Problem to solve:
Answer these questions from the thread about the xf_session_activity lock wait timeout:
(a) From which version and to which version did the poster upgrade?
(b) Which storage engine does the poster say they are not using for xf_session_activity?
(c) According to the quoted passage, what happens to a replica's MEMORY tables when the replica shuts down and restarts?

Fixed xf_session_activity: MySQL query error [1205]: Lock wait timeout exceeded; try restarting transaction

PaulB

Well-known member
Affected version
2.2.7 Patch 1
We recently upgraded from XF1.5.x to XF2.2.7 Patch 1. This was quite an ordeal, as we had a lot of custom add-ons to port, but it's gone relatively well so far. That being said, xf_session_activity has become an issue. Today I woke up to 18 pages of error logs, and that's been happening consistently since we upgraded.

As a disclaimer, we're not using the MEMORY engine, which seems to be the default for xf_session_activity. We can't use it: except under very limited circumstances, MEMORY can't be used in conjunction with replication:
When a replica server shuts down and restarts, its MEMORY tables become empty. This causes the replica to be out of synchrony with the source and may lead to other failures...

It also shouldn't matter--in fact, in our case, it's quite likely that using the MEMORY engine would exacerbate the issue:
Despite the in-memory processing for MEMORY tables, they are not necessarily faster than InnoDB tables on a busy server, for general-purpose queries, or under a read/write workload. In particular, the table locking involved with performing updates can slow down concurrent usage of MEMORY tables from multiple sessions.

Here's the problematic query:
SQL:
-- XFDB=noForceAllWrite
INSERT INTO xf_session_activity
    (`user_id`, `unique_key`, `ip`, `controller_name`, `controller_action`, `view_state`, `params`, `view_date`, `robot_key`)
VALUES
    (?, ?, ?, ?, ?, ?, ?, ?, ?)
ON DUPLICATE KEY UPDATE ip = VALUES(ip),
    controller_name = VALUES(controller_name),
    controller_action = VALUES(controller_action),
    view_state = VALUES(view_state),
    params = VALUES(params),
    view_date = VALUES(view_date),
    robot_key = VALUES(robot_key)

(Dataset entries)
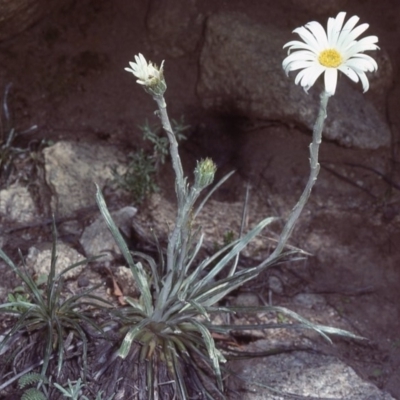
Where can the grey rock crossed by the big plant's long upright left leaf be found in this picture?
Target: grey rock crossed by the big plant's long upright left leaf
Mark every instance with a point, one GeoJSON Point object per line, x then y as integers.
{"type": "Point", "coordinates": [97, 239]}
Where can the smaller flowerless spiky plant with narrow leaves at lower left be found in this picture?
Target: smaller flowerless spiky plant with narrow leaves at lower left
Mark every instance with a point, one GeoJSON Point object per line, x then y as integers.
{"type": "Point", "coordinates": [47, 313]}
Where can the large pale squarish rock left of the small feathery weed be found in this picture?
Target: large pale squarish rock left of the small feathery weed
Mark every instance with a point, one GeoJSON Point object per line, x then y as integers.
{"type": "Point", "coordinates": [72, 169]}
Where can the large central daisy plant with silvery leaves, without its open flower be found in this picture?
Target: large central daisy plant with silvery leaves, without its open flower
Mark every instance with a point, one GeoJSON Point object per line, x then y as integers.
{"type": "Point", "coordinates": [168, 331]}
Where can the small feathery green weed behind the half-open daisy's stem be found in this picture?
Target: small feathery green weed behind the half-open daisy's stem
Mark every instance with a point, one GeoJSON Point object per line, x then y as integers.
{"type": "Point", "coordinates": [139, 179]}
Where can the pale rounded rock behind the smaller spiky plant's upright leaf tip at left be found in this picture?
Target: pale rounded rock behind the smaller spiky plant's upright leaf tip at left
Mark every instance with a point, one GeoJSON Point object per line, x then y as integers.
{"type": "Point", "coordinates": [39, 259]}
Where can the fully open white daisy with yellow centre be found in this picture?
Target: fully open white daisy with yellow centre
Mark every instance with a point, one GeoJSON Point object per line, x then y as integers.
{"type": "Point", "coordinates": [331, 51]}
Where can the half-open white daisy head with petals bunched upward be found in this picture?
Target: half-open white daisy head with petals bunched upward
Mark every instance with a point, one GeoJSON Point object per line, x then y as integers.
{"type": "Point", "coordinates": [148, 74]}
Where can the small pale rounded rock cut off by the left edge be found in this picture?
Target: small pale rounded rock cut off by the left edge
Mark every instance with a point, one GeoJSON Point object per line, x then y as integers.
{"type": "Point", "coordinates": [16, 204]}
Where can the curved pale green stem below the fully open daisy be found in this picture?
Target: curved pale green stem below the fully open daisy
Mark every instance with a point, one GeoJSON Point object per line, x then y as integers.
{"type": "Point", "coordinates": [314, 165]}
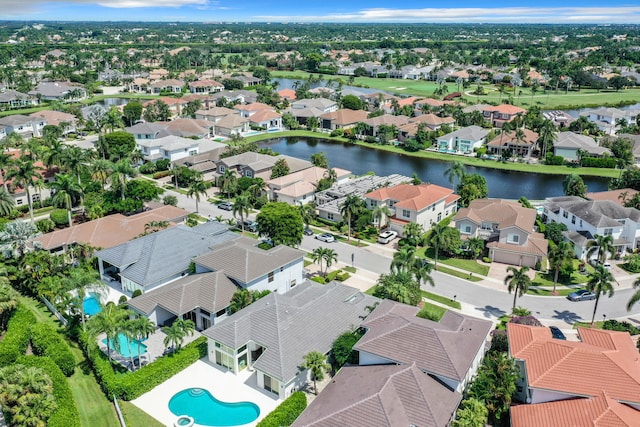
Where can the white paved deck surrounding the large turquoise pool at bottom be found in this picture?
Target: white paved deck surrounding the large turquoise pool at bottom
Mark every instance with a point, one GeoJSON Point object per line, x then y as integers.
{"type": "Point", "coordinates": [223, 385]}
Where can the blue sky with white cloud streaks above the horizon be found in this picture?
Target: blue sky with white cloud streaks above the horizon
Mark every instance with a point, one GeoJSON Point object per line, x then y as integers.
{"type": "Point", "coordinates": [347, 11]}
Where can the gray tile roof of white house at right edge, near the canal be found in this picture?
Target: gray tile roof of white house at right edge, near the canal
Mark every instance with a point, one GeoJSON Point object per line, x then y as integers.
{"type": "Point", "coordinates": [599, 213]}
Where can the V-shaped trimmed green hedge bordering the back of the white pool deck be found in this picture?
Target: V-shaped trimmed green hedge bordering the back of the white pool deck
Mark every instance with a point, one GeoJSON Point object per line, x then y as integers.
{"type": "Point", "coordinates": [131, 385]}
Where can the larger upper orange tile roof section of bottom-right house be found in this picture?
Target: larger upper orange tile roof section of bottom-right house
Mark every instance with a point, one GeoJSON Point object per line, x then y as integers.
{"type": "Point", "coordinates": [607, 361]}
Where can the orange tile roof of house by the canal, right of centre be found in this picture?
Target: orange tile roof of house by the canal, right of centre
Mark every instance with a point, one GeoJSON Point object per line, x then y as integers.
{"type": "Point", "coordinates": [413, 197]}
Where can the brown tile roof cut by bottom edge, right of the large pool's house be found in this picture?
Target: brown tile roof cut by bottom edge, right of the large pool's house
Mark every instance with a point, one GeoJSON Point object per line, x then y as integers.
{"type": "Point", "coordinates": [381, 396]}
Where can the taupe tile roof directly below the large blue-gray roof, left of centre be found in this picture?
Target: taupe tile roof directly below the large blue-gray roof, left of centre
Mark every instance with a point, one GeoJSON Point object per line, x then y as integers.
{"type": "Point", "coordinates": [209, 291]}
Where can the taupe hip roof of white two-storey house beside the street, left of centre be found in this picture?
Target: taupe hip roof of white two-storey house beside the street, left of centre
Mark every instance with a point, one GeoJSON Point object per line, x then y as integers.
{"type": "Point", "coordinates": [244, 262]}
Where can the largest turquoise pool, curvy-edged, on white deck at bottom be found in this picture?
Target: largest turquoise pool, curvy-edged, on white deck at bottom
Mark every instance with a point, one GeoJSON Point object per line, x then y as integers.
{"type": "Point", "coordinates": [206, 410]}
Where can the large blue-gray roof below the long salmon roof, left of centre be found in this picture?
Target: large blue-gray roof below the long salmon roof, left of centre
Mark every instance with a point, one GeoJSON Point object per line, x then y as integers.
{"type": "Point", "coordinates": [152, 258]}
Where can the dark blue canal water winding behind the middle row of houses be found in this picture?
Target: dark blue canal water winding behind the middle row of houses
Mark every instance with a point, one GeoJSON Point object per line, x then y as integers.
{"type": "Point", "coordinates": [360, 160]}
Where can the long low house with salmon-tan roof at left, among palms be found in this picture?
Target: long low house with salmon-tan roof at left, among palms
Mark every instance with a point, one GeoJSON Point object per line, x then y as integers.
{"type": "Point", "coordinates": [111, 230]}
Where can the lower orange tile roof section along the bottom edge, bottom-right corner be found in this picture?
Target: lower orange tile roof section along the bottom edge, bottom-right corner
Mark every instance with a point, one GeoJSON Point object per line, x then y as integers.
{"type": "Point", "coordinates": [597, 411]}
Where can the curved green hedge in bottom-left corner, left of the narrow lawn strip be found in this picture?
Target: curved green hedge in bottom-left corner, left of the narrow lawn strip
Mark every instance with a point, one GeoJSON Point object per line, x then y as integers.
{"type": "Point", "coordinates": [66, 415]}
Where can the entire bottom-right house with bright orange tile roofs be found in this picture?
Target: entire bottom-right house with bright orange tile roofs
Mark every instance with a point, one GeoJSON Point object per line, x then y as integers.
{"type": "Point", "coordinates": [549, 381]}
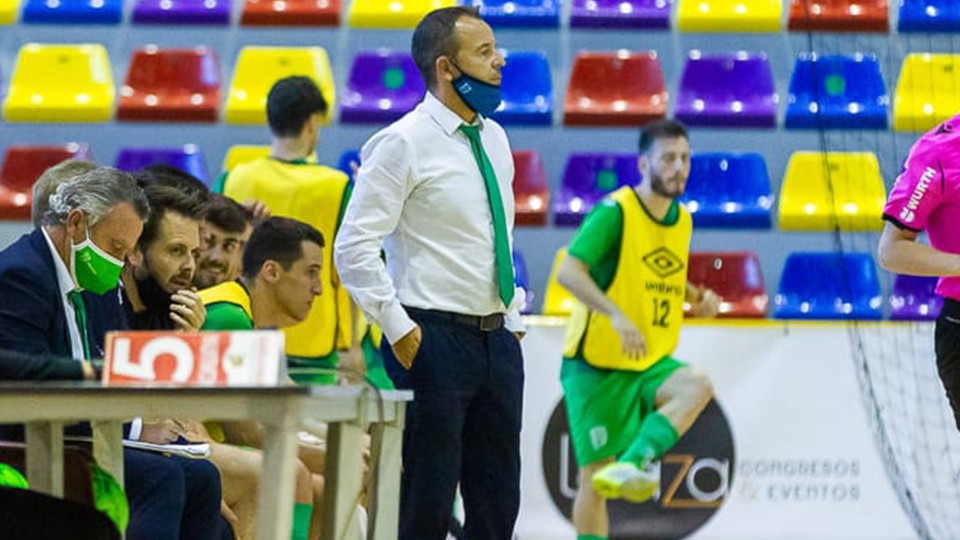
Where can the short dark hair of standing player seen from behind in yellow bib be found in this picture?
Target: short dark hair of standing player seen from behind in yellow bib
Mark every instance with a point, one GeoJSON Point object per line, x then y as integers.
{"type": "Point", "coordinates": [291, 102]}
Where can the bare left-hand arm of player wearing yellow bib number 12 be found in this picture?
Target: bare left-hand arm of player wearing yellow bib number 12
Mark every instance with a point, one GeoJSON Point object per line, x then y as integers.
{"type": "Point", "coordinates": [574, 274]}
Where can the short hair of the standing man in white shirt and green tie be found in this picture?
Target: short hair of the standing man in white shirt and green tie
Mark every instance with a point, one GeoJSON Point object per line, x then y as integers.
{"type": "Point", "coordinates": [435, 37]}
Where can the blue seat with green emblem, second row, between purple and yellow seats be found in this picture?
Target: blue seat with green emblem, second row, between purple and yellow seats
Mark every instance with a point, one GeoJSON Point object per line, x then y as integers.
{"type": "Point", "coordinates": [836, 92]}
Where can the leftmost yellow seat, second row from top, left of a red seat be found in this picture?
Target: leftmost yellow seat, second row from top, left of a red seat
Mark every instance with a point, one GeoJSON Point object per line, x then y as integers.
{"type": "Point", "coordinates": [60, 83]}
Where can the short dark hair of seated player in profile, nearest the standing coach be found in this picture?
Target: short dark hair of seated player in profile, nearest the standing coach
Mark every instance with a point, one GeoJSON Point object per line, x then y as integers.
{"type": "Point", "coordinates": [277, 239]}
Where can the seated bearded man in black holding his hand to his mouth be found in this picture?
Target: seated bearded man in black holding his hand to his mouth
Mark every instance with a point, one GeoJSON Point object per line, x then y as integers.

Output below:
(a) From XF1.5.x to XF2.2.7 Patch 1.
(b) The MEMORY engine.
(c) They become empty.